# Page extract:
···

ANNOUNCEMENT 29 September 2017

 

FULL YEAR RESULTS FOR THE PERIOD ENDING 30 JUNE 2017

 

Coal of Africa Limited ("CoAL" or "the Company") is pleased to provide its audited financial statements for the year ended 30 June 2017 (the "Period"). All figures are denominated in United States dollars unless otherwise stated and the full report is available on the Company's website, www.coalofafrica.com.

 

Highlights

· No lost-time injuries ("LTIs") recorded during the year (FY2016: none) - a third consecutive year of zero LTIs.

· Acquisition of a cash generating asset with the purchase of the Uitkomst Colliery for R275 million ($21.1 million) of which R25 million ($1.9 million) is deferred.

· Debt facility for up to R240 million ($18.0 million) secured from the Industrial Development Corporation of South Africa ("IDC") for the development of the Makhado Coking and Thermal Coal Project ("Makhado Project" or "Makhado") and drawdown of initial tranche of R120 million ($9.2 million).

···

# Provided data:
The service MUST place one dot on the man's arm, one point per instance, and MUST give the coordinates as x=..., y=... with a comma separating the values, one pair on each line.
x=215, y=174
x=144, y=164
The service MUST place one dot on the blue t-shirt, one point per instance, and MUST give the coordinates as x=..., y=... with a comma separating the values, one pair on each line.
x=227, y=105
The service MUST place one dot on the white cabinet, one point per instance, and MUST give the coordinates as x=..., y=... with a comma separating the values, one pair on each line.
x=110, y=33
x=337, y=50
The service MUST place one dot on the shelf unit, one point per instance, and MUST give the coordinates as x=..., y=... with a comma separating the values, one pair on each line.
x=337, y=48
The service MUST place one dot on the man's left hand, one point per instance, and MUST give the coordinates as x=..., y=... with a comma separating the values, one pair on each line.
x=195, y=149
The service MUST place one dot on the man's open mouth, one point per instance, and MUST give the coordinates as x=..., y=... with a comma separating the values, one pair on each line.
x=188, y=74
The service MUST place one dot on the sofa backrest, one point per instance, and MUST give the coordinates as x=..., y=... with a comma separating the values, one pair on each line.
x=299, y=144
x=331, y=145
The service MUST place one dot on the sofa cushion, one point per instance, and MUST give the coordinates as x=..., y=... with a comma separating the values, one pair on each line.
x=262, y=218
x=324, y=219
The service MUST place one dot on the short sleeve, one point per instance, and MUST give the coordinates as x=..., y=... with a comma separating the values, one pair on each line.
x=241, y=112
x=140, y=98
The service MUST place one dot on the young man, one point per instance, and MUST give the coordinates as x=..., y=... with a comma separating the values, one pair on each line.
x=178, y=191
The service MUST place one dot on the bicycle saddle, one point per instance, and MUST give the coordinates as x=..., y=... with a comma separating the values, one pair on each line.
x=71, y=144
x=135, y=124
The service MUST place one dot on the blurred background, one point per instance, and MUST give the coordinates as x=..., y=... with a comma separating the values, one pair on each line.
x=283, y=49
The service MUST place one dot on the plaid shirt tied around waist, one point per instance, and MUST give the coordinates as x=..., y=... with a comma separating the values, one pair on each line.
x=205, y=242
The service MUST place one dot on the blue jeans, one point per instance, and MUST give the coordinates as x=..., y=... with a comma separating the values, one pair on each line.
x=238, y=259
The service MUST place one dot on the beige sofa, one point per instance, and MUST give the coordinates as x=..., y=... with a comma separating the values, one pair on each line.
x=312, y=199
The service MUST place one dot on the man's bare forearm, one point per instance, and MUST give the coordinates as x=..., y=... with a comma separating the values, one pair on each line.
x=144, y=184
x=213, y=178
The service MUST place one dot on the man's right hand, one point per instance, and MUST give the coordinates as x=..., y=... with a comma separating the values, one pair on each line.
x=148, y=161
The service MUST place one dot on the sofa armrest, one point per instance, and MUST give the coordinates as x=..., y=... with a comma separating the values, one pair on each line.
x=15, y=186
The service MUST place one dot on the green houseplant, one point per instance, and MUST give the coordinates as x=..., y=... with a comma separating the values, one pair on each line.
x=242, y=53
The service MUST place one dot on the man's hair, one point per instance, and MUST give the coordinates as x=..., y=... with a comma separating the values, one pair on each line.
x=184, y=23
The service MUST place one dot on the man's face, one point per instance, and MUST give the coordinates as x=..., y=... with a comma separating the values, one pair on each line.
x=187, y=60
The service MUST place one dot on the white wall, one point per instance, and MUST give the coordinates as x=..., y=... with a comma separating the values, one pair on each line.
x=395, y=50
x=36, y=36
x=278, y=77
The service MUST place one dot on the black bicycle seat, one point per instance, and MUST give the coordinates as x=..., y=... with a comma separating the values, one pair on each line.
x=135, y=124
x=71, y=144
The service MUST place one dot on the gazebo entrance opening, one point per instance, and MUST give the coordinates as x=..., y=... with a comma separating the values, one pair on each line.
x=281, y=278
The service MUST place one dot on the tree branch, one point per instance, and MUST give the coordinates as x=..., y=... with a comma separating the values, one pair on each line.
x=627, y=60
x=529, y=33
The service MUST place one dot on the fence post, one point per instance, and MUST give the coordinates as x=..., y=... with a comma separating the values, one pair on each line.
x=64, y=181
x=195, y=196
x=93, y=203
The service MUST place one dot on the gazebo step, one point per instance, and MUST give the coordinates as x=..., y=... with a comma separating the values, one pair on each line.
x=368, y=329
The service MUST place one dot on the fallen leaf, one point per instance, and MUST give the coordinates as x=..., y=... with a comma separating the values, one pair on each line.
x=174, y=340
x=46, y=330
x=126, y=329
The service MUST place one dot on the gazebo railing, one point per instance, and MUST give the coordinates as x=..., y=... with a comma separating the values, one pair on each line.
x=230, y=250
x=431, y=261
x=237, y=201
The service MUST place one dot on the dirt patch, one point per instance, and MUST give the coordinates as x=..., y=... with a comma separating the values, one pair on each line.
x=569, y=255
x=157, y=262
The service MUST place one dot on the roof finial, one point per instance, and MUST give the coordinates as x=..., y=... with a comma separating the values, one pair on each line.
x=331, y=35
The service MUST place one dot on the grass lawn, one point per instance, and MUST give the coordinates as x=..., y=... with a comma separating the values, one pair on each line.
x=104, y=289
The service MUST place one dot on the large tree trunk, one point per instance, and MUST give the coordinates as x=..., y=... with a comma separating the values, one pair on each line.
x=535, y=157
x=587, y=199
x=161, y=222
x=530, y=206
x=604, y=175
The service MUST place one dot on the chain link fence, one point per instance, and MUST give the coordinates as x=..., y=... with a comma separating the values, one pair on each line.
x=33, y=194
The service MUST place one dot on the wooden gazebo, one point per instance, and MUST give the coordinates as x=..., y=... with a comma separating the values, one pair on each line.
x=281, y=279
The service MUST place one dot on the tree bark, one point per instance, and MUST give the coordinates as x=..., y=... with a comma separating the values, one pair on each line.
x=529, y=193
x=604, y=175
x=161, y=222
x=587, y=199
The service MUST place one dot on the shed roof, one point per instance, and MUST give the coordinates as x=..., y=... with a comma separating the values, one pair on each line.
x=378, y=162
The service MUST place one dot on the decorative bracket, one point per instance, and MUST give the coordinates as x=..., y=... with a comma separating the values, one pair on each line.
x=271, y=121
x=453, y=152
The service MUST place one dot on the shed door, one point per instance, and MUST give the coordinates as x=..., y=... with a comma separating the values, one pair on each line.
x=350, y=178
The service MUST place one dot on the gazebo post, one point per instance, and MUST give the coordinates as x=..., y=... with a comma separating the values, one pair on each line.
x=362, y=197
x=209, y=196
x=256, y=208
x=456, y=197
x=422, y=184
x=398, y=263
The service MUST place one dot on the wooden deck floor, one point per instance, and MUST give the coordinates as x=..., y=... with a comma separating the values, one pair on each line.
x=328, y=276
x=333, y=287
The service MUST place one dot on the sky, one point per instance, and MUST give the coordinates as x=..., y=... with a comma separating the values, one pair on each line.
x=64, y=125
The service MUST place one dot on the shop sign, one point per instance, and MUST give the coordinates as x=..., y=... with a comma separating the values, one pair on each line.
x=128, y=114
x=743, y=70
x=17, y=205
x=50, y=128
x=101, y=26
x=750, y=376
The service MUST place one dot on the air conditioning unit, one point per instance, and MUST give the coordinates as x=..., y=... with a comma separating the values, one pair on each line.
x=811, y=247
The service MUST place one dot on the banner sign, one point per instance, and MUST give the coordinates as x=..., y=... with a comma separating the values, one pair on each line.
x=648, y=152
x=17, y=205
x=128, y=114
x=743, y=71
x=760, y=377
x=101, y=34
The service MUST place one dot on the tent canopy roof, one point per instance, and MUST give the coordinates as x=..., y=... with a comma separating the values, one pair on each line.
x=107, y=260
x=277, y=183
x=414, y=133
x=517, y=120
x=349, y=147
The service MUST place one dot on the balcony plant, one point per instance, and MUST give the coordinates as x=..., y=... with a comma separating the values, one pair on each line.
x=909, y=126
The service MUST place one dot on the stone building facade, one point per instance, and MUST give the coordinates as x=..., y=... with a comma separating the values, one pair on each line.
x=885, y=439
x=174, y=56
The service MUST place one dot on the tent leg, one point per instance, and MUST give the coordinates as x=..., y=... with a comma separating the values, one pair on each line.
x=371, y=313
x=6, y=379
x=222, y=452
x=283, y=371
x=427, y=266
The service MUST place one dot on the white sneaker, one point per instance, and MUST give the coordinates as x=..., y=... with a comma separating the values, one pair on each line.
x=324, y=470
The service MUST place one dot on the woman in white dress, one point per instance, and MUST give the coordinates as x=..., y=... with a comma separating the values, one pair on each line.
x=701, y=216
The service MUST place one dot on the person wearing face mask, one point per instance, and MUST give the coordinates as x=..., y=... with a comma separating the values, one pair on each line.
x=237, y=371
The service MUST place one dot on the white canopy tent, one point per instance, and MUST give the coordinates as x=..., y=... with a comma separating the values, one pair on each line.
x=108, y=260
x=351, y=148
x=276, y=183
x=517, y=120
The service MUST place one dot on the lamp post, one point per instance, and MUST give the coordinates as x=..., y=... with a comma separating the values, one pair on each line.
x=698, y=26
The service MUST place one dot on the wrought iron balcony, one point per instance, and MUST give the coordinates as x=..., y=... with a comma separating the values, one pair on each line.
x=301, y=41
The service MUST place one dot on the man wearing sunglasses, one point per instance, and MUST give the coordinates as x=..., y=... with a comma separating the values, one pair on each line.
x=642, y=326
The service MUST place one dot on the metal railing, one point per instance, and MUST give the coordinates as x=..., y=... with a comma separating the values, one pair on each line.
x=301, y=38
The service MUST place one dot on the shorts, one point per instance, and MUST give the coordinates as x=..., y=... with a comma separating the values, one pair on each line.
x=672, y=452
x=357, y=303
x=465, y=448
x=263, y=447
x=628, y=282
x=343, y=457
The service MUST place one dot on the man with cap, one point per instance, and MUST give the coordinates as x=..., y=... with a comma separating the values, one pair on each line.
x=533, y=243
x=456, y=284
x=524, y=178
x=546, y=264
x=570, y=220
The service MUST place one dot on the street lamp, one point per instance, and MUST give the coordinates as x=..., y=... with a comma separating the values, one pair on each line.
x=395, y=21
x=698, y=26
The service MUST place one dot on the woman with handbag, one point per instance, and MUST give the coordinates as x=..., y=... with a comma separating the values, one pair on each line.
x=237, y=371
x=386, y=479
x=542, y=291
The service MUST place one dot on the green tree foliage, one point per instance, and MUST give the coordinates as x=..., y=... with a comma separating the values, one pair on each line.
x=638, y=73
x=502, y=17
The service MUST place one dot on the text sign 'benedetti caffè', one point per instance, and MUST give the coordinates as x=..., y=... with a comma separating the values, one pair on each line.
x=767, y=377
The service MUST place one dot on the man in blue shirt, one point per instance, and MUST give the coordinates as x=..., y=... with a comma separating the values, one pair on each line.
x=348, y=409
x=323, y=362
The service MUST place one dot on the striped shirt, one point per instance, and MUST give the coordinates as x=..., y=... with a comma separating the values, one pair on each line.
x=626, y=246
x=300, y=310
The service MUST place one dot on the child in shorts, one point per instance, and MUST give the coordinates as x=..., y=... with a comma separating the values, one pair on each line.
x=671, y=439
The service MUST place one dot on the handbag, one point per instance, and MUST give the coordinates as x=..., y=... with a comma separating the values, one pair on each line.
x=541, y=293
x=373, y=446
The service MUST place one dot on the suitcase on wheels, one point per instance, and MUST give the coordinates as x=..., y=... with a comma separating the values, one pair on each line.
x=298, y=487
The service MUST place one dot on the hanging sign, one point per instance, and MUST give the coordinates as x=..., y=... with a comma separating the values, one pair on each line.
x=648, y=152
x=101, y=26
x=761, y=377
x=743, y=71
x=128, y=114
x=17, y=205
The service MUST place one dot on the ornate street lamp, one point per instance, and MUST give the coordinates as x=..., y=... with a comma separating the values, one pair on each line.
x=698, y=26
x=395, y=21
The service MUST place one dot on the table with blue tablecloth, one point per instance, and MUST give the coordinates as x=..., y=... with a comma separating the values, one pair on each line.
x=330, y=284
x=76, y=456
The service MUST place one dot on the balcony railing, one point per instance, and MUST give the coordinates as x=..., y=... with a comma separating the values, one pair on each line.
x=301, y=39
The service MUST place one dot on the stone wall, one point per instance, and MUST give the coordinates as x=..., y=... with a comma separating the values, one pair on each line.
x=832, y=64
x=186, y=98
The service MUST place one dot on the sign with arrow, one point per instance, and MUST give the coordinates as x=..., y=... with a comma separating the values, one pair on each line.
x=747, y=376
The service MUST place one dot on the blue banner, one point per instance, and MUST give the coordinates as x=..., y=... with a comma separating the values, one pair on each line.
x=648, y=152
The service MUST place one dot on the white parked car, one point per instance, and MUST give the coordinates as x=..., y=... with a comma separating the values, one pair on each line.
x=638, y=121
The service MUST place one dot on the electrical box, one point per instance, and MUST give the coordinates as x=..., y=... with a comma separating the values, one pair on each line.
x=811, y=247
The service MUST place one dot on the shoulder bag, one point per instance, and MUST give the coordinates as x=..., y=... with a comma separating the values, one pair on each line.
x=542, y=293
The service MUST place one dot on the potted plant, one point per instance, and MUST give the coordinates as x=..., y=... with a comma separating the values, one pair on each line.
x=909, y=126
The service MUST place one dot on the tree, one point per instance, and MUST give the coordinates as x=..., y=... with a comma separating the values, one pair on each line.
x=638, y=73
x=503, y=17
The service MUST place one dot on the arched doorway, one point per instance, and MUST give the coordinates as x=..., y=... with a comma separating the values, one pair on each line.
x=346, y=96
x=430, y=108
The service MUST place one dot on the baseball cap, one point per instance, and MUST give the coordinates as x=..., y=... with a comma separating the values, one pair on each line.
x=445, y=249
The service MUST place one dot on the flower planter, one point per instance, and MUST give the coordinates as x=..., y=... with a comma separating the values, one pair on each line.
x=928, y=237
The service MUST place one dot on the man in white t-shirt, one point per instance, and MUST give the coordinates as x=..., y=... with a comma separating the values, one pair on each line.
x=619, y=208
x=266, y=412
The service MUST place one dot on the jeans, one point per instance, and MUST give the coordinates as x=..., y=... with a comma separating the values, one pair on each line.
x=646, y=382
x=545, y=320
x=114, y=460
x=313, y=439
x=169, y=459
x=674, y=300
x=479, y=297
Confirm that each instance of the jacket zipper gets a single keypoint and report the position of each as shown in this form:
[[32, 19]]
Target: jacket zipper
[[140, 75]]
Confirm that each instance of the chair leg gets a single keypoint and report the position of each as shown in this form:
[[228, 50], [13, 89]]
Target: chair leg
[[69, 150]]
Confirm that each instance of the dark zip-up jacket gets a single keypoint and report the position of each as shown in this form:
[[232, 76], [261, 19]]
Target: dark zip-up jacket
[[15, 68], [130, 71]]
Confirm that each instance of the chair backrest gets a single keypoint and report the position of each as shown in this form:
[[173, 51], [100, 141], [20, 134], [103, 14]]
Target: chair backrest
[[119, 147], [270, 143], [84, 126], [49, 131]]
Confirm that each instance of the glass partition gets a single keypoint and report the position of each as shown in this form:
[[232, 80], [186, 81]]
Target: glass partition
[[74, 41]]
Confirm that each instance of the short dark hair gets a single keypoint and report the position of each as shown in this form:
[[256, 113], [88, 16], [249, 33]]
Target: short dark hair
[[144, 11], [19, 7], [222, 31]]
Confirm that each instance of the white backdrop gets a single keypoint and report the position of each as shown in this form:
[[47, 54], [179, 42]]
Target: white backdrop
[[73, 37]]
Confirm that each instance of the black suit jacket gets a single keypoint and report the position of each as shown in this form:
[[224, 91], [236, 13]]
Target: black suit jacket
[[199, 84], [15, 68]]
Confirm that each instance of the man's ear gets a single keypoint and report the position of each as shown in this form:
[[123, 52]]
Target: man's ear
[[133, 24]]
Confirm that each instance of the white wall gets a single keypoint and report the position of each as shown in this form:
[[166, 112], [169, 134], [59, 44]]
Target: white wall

···

# Exercise description:
According to the results announcement, how much did the Company pay to purchase the Uitkomst Colliery? The lines have no connection to the results announcement.

# Written response:
R275 million ($21.1 million), of which R25 million ($1.9 million) is deferred.